WAS ERWARTET WIRD -> Welches Land wurde laut dem Auszug über die SCO jüngst in die Organisation aufgenommen?

BEREITGESTELLTER AUSZUG ->

SCO: ein Arbeitsrahmen für die Umsetzung gutnachbarschaftlicher Politik

10.10.2022

Der für Mitte September 2022 in Samarkand geplante SCO-Gipfel zeigt den laufenden Konsolidierungsprozess der multipolaren Welt und das wachsende Interesse anderer Länder an der Organisation. Die jüngsten Schritte mit der Aufnahme der Islamischen Republik Iran in die Organisation erweitern den geographischen Geltungsbereich beträchtlich und zeigen den integrativen Charakter der Organisation. Und Angebote von Ländern wie Argentinien zeigen das Potenzial für ein globales Engagement über Eurasien hinaus.

Es ist wichtig, darauf hinzuweisen, dass es eine Reihe ähnlicher Strukturen gibt, wie z.B. die OVKS, deren strategische Ziele mit denen der SCO übereinstimmen und deren Aktivitäten sich durch die staatliche Mitgliedschaft und die Zone der geopolitischen Verantwortung überschneiden.

GEGEBENES MATERIAL ->
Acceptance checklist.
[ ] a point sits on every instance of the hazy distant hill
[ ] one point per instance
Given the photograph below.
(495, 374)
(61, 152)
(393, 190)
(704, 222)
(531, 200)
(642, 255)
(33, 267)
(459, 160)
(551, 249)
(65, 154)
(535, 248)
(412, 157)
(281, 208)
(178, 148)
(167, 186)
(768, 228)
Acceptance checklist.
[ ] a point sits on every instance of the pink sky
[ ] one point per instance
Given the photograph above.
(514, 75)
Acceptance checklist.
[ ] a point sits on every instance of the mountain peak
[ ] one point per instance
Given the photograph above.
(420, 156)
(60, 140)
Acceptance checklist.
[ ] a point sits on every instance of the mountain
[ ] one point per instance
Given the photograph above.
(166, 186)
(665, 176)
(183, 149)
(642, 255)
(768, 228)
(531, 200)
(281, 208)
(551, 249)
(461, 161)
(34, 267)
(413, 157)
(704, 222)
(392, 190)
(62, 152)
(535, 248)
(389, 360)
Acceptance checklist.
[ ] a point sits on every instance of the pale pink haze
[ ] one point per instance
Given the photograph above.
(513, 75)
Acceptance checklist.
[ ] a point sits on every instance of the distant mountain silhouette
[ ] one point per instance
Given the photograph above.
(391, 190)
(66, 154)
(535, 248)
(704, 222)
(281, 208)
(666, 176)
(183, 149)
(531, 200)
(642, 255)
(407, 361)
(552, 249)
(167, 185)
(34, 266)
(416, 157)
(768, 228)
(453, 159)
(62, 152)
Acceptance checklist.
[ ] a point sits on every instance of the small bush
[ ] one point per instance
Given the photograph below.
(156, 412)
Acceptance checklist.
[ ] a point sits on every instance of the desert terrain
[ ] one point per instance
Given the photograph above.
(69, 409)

LÖSUNG DER AUFGABE -> Die Islamische Republik Iran.